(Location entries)

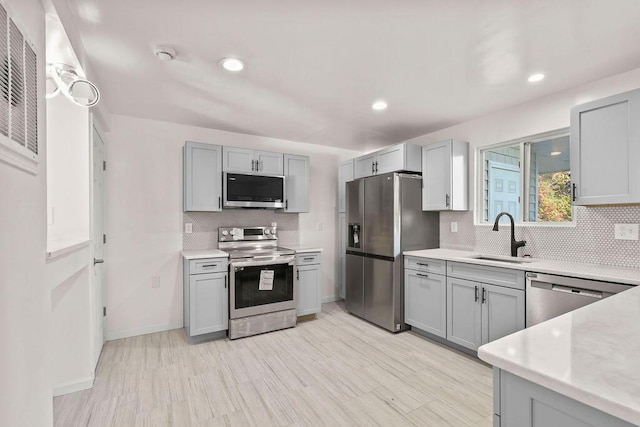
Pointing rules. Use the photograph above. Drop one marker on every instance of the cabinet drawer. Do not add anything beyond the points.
(308, 259)
(208, 265)
(430, 265)
(486, 274)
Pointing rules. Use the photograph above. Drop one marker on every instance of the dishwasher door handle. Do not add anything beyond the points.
(577, 291)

▶ [SET PROBLEM] Rewrite every line of the listing, including the pointing instructions, with each coordinate value in the answers multiplied by 2.55 and rounded to the nearest whole number, halves rounded up. Omit the pictures.

▶ [ANSWER]
Pointing rules. Use the photograph above. Drop one marker on every instance of the cabinet drawer. Do not add anything beyond the points.
(785, 660)
(530, 676)
(1097, 676)
(1239, 699)
Pointing rules. Use the photograph above. Drop one marker on every instance of the dishwasher door handle. Do not add anything beyond the points.
(1471, 742)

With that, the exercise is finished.